┌──
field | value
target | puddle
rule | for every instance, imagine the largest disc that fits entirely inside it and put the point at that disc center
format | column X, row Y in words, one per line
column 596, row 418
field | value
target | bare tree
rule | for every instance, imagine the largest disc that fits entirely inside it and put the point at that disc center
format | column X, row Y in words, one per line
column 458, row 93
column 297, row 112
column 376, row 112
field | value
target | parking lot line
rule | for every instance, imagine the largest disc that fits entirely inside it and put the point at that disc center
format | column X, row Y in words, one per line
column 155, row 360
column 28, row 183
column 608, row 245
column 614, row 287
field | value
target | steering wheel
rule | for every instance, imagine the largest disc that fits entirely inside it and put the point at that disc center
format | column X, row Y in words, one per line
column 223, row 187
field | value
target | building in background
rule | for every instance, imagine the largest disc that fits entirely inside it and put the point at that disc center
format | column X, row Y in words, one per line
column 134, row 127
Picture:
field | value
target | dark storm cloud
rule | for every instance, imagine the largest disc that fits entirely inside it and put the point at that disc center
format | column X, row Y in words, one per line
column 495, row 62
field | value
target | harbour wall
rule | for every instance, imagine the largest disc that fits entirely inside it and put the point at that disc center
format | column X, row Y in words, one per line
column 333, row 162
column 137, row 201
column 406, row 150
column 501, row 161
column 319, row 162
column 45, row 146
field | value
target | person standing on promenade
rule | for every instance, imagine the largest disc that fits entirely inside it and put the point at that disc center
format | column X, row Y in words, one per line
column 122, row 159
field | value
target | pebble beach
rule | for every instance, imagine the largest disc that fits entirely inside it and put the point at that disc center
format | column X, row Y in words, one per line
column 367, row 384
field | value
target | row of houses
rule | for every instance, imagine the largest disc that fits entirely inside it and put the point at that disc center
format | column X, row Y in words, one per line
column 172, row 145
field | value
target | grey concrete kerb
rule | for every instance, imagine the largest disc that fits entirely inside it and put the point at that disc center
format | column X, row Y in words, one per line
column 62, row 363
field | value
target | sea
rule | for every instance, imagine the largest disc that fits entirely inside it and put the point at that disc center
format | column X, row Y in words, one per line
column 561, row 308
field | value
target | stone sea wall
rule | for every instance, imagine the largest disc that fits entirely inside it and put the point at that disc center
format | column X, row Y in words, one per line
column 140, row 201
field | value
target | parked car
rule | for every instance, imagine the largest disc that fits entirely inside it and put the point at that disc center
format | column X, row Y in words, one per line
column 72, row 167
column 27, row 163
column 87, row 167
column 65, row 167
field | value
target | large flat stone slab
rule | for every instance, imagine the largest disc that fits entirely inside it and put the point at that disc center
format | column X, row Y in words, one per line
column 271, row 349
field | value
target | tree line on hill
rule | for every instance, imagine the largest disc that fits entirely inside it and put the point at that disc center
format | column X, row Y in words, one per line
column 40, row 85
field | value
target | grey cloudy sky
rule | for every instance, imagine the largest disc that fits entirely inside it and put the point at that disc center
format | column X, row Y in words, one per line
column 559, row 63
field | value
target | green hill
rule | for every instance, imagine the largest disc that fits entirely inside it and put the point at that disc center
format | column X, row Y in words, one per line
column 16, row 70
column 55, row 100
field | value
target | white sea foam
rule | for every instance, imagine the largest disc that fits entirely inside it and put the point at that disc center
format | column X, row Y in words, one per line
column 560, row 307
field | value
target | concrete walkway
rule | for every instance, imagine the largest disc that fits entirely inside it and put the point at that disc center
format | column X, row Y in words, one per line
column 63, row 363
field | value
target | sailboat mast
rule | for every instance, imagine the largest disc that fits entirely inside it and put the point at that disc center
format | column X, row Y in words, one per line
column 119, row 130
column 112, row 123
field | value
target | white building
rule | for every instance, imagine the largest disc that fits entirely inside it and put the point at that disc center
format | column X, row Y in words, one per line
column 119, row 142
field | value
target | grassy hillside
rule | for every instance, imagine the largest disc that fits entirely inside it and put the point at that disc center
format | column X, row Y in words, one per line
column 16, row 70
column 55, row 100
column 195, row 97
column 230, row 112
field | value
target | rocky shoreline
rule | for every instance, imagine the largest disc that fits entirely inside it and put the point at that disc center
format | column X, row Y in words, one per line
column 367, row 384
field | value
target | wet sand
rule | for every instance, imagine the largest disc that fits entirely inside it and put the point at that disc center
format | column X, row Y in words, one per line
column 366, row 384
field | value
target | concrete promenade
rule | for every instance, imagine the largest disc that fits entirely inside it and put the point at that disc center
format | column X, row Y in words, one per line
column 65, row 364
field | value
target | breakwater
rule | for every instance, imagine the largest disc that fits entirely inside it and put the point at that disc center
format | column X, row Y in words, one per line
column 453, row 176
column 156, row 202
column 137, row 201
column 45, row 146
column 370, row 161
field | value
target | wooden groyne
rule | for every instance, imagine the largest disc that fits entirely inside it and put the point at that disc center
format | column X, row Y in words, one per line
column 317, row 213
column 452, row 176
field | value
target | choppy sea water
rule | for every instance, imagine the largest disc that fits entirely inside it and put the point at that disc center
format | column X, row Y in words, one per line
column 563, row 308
└──
#### TASK DIRECTIONS:
If a line of the records includes the string "promenade", copy it out.

#### OUTPUT OF THE TASK:
target | person standing on promenade
target | concrete promenade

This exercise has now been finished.